ARBEITSAUFTRAG: Wie ginge der Text über Einsamkeit nach seinem letzten Satz weiter? Setze ihn von dort aus fort.

TEXTAUSZUG:
┄┄┄┄┄┄┄┄┄┄

Und sie ist genauso ansteckend wie eine Grippe. Fühlt sich jemand einsam, ist es gut möglich, dass es ihm nahestehenden Menschen – engen Freunden, Nachbarn oder dem Ehegatten – im darauffolgenden Jahr ebenso ergeht. Das ergab eine US-Studie unter der Leitung des Psychologen John T. Cacioppo von der University of Chicago. Demnach liegt die Wahrscheinlichkeit dafür sogar bei rund 50 Prozent. Die „Ansteckungsgefahr“, schreibt Cacioppo, gelte selbst noch für die Freunde des besten Freundes. Frauen seien dabei etwas eher geneigt als Männer, die Einsamkeit zu übernehmen.

„Einsamkeit tut weh“

Die Betroffenen leiden nicht selten sogar unter körperlichen Schmerzen. Bei ihnen ist der anteriore Gyrus cinguli aktiv – die Hirnregion, die auch für das Schmerzempfinden zuständig ist. „Einsamkeit tut weh“, sagt Spitzer. „Das ist mittlerweile wirklich gut untersucht.“ Aus diesem Grund kenne jeder Kliniker einsame Personen, die täglich Schmerzmittel zu sich nehmen – obwohl sie gar keine körperlichen Beschwerden haben.

Der Wirkstoff Acetaminophen, der etwa in Paracetamol enthalten ist, reduziert zwar nachweislich das Gefühl der Einsamkeit, da er auf das Schmerzzentrum wirkt. Eine dauerhafte Lösung ist er indes nicht: Schmerztabletten können schnell süchtig machen. Zudem schadet die langfristige Einnahme dem Körper. Sie kann unter anderem zu Magenbeschwerden und Herz-Kreislauf-Problemen führen. Gegen die Schmerzen müsse man deshalb anders vorgehen, sagt Spitzer. „Sie signalisieren uns letztlich: Deine körperliche Integrität ist in Gefahr. Du solltest etwas an deinem Verhalten ändern.“ Bei einem Beinbruch, führt der Psychiater und Psychologe aus, würde man das verletzte Bein ja auch nicht mehr belasten. „Das begreifen wir ganz spontan.“

Aktiv werden und die Nähe anderer suchen

Was jedoch hilft gegen das schmerzhafte Gefühl der Einsamkeit und seine Folgen? Die Antwort mag wenig überraschen. Sie lautet: aktiv werden und die Nähe anderer suchen. Ob man Sport im Verein treibt, in der Volkshochschule einen Sprachkurs besucht oder mit anderen Theater spielt, ist dabei erst einmal zweitrangig. „Wer sich in einem sozialen Netzwerk eingebettet fühlt, leidet weniger unter Stress“, sagt Spitzer. „Und fasst es als weniger schlimm auf, wenn er tatsächlich einmal in eine schwierige Situation gerät.“

Einen besonders positiven Effekt haben ihm zufolge gemeinschaftliche Aktivitäten wie etwa das Singen im Chor. Aktivitäten, bei denen die Teilnehmenden ihr Verhalten koordinieren und sich dabei aufeinander einstimmen müssen. Weitere Befunde legen nahe, dass Menschen, die ehrenamtlich aktiv sind und dabei anderen helfen, sich nicht nur weniger einsam fühlen, sondern auch länger leben. Daneben könne man die Einsamkeit sogar aktiv aufsuchen, um sie zu bekämpfen, fügt Spitzer hinzu: „Wer hinaus in die Natur geht, der grübelt nachweislich weniger, ist kreativer und prosozialer.“ Der Grund dafür? In der Natur erlebt sich der Mensch als kleinen, aber zugleich festen Bestandteil der Welt, des großen Ganzen. Eine beruhigende und zugleich sehr schöne Vorstellung.

┄┄┄┄┄┄┄┄┄┄

Gespeicherte Einträge aus einer Sammlung
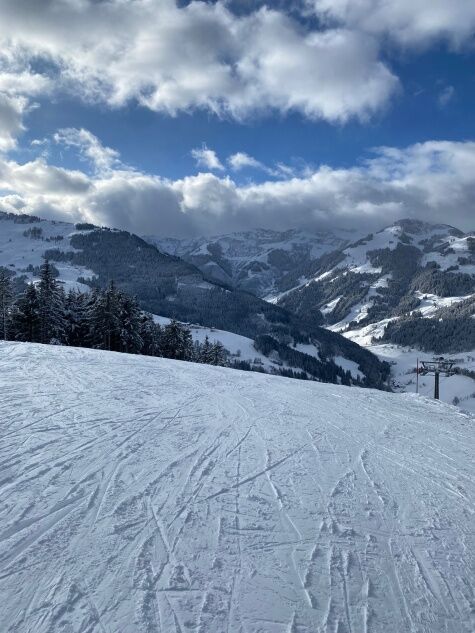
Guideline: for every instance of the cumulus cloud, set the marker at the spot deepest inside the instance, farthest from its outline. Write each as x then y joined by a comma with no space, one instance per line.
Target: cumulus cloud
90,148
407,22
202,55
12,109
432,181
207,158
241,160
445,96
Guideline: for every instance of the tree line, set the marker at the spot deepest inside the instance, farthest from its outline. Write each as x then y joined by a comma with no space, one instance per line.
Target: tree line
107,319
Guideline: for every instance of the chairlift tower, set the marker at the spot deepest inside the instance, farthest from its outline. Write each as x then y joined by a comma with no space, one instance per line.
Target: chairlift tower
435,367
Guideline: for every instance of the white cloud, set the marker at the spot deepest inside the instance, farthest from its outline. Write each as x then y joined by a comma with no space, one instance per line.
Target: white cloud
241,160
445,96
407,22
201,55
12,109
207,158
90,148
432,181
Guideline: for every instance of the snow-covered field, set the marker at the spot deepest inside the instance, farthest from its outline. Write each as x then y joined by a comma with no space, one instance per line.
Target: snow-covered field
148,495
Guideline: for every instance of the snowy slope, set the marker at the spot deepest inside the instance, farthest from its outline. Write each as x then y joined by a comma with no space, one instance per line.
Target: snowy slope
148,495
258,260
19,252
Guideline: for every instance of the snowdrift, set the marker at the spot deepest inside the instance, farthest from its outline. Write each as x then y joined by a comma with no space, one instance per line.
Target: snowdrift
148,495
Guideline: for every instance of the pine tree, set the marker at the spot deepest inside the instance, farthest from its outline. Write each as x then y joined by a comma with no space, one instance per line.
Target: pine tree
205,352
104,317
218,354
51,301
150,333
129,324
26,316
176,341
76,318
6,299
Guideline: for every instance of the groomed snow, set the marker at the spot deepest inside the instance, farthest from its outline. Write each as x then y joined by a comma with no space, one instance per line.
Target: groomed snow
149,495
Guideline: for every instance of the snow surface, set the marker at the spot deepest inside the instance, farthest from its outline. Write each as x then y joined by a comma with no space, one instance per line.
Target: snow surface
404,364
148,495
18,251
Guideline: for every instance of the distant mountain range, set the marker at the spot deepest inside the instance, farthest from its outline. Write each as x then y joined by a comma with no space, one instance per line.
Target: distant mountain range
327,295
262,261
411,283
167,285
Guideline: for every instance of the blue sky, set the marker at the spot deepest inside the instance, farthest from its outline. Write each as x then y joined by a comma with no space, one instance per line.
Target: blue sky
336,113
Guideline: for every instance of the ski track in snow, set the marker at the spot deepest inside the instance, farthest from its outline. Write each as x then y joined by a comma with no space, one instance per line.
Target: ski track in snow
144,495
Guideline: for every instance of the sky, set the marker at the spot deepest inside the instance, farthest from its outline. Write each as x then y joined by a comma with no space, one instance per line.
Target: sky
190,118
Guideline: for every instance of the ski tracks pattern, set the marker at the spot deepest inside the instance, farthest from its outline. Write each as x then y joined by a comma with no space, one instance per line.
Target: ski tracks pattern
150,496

┄┄┄┄┄┄┄┄┄┄

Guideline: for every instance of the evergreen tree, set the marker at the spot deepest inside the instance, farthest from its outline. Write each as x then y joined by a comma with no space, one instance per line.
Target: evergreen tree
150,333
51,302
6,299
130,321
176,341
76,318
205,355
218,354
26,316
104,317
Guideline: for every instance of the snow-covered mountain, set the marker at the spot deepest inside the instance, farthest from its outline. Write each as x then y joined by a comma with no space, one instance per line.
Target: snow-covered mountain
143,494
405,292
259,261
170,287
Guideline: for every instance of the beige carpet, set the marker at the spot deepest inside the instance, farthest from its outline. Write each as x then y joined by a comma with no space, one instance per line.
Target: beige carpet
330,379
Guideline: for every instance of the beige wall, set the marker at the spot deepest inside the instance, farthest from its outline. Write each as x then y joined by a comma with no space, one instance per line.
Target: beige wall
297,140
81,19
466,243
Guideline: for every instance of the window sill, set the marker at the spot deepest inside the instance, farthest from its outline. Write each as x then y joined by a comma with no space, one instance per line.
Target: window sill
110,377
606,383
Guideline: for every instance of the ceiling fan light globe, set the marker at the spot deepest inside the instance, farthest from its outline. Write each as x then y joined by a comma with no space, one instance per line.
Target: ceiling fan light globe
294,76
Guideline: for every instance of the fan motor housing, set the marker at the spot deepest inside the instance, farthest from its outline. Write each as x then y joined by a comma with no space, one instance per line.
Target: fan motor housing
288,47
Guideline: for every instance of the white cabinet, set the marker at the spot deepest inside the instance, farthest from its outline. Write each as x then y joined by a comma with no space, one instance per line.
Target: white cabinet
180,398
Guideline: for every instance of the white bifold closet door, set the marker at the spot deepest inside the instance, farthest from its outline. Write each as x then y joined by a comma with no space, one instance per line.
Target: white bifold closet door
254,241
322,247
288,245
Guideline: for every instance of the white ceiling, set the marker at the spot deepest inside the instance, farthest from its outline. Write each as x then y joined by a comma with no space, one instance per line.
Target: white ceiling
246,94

┄┄┄┄┄┄┄┄┄┄

ANTWORTBEREICH:
Körperliche Folgen

Stress: Dauerhafte Einsamkeit kann sich auf den Körper auswirken wie Stress. „Akuter Stress ist ein lebensrettender Vorgang“, betont der Psychiater Manfred Spitzer. „Er sorgt dafür, dass wir blitzschnell reagieren können.“ Bricht zum Beispiel jemand im Winter auf einem zugefrorenen See ein, stellt sein Körper sofort Energie bereit, die es ihm ermöglichen soll, sich aus eigener Kraft zu retten.

Konsequenzen: Steht ein Mensch unter Dauerstress, kann das jedoch negative Folgen haben. Bei akutem Stress wird der ganze Körper in Alarmbereitschaft gesetzt: So gehen beispielsweise die Blutzuckerwerte nach oben, die Blutwerte sind erhöht und die Verdauung gehemmt. „Das ist sehr anstrengend für den Körper“, erklärt Fred Christmann, psychologischer Psychotherapeut von der Stiftung Psyche in Stuttgart. Kommen solche Bedrohungswerte häufig vor, kann dies unter anderem zu Diabetes, Herz-Kreislauf-Erkrankungen, chronischen Entzündungen führen.